__PROBLEMS__.
**A)** Answer these questions using the text below on Gritli Faulhaber's painting.
(i) What are the measurements of »Militant Joy (43)«?
(ii) Which artist is quoted on one of Faulhaber's paintings?
(iii) What does the text call the hybrid painterly montage of diverse pictorial fragments that Faulhaber weaves together?
**B)** Using the text below on Gritli Faulhaber's painting, decide whether each statement agrees with it. Answer yes or no, and quote the words that decide it.
(i) »Militant Joy (43)« is painted in acrylic.
(ii) Lee Lozano had a long career before leaving the art world.
(iii) Faulhaber's work draws heavily on feminist art history.

__DOCUMENT PASSAGE__.

Gritli Faulhaber | Density and Decay
Gritli Faulhaber: »Militant Joy (43)«, oil on canvas, 30 by 40 centimeters, 2024

"Seek the extremes, that's where all the action is." This quote by the American painter, conceptual, and performance artist Lee Lozano appears on a painting by Gritli Faulhaber. Lozano, who turned away from the art world after a short but intense career, is considered an artist's artist—someone who wanted to know and thus inspires other artists.

Faulhaber's artistic work is rich in references to feminist art history. In her paintings, she unfolds a dense web of pictorial quotations, visual references, and allusions, weaving them into a conceptual hyperimage—a hybrid painterly montage of diverse pictorial fragments. No image stands alone; everything evokes associations, transcends itself, and demands more knowledge and experience. Her painting breaks with genre conventions and transcends contradictions. Media reflection and emancipation go hand in hand. Yet this demanding, curious art does not slip into a scholarly pose that exhausts itself in the didactic display of art historical knowledge.

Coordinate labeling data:
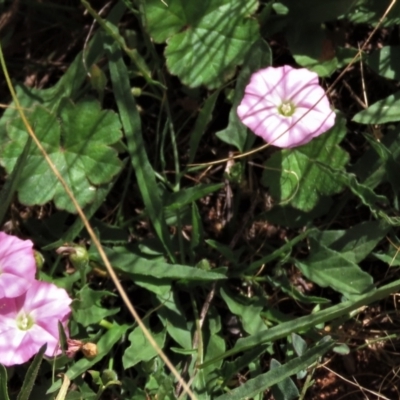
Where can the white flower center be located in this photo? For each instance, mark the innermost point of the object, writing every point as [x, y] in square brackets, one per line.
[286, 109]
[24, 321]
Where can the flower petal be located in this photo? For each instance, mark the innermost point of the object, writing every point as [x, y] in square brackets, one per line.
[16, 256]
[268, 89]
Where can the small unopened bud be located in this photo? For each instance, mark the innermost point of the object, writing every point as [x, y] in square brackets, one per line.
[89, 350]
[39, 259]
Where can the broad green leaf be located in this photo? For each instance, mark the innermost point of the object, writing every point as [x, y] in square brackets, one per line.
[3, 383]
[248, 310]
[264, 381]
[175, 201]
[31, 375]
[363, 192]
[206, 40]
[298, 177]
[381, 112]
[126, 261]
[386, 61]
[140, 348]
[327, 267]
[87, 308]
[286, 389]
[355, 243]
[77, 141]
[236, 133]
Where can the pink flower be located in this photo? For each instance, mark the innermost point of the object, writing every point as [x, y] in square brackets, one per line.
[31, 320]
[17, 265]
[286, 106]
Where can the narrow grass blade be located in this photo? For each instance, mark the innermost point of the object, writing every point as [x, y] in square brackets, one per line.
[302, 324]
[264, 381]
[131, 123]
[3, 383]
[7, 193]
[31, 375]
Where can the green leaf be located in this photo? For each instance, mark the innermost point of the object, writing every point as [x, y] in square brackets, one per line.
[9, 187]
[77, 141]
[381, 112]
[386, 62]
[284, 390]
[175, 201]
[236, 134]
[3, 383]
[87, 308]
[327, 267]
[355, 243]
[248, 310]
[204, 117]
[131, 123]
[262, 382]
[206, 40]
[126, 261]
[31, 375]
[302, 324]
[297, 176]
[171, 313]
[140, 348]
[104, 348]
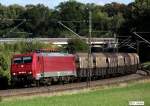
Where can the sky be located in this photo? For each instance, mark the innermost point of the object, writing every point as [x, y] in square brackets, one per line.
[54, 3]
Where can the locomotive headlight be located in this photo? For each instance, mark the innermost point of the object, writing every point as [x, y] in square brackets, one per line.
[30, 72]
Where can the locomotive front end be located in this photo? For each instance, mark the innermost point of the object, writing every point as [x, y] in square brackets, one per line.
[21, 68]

* * *

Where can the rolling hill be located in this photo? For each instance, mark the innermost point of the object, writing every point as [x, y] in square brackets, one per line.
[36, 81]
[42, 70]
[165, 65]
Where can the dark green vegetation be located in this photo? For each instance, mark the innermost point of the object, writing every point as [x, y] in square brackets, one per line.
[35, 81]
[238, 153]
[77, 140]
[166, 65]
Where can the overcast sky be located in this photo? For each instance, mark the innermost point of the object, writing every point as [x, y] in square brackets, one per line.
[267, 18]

__WRITTEN ANSWERS__.
**A)**
(i) 30 by 40 centimeters
(ii) Lee Lozano
(iii) A conceptual hyperimage

**B)**
(i) No: "oil on canvas"
(ii) No: "turned away from the art world after a short but intense career"
(iii) Yes: "Faulhaber's artistic work is rich in references to feminist art history."